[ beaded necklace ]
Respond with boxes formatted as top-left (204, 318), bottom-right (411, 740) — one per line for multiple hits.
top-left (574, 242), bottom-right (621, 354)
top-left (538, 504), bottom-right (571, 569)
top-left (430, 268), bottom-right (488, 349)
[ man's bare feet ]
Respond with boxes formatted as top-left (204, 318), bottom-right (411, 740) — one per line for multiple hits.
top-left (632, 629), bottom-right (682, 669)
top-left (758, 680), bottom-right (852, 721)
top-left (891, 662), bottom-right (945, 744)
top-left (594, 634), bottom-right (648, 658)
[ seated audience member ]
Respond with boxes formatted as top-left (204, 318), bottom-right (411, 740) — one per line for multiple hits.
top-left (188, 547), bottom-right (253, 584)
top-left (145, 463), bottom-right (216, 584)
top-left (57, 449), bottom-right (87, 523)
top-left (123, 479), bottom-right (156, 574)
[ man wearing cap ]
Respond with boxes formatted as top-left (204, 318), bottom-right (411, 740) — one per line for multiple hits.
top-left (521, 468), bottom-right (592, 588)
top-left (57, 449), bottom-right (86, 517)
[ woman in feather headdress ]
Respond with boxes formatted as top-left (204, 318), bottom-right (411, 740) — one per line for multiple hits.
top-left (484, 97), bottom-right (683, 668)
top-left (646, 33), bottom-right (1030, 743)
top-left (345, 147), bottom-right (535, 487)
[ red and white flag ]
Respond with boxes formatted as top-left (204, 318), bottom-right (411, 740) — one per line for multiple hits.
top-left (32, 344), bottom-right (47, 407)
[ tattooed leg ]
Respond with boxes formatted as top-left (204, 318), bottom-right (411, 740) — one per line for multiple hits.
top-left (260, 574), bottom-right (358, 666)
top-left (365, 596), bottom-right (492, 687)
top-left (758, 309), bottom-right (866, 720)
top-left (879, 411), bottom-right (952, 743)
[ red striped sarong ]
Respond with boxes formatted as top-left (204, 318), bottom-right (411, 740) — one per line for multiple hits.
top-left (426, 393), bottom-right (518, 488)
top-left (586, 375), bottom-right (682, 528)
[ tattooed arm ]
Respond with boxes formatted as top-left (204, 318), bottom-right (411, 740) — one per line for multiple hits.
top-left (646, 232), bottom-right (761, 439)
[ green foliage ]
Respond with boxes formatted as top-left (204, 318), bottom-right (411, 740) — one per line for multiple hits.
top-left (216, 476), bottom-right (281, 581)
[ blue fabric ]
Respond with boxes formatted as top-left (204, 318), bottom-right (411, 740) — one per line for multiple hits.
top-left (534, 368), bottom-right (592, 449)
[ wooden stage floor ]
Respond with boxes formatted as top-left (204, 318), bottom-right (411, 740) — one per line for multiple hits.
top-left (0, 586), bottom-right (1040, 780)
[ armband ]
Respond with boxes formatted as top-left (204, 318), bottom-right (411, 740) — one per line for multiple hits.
-------------------------
WRITTEN INSTRUCTION. Reproduce the rows from the line containing "[ woman in feather headdress ]" through the line containing "top-left (32, 344), bottom-right (47, 407)", request lines included, offsetting every coordinate in the answer boxes by 76 and leaving the request lines unchanged.

EXPECTED ANSWER.
[ woman in feather headdress ]
Respond with boxes formatted as top-left (204, 318), bottom-right (411, 740) — one per line for multiple hits.
top-left (560, 173), bottom-right (759, 744)
top-left (722, 109), bottom-right (1106, 819)
top-left (421, 223), bottom-right (611, 563)
[ red and white flag ]
Respond with boxes formatted as top-left (204, 318), bottom-right (411, 740) — one per line for multiple hits.
top-left (108, 420), bottom-right (123, 483)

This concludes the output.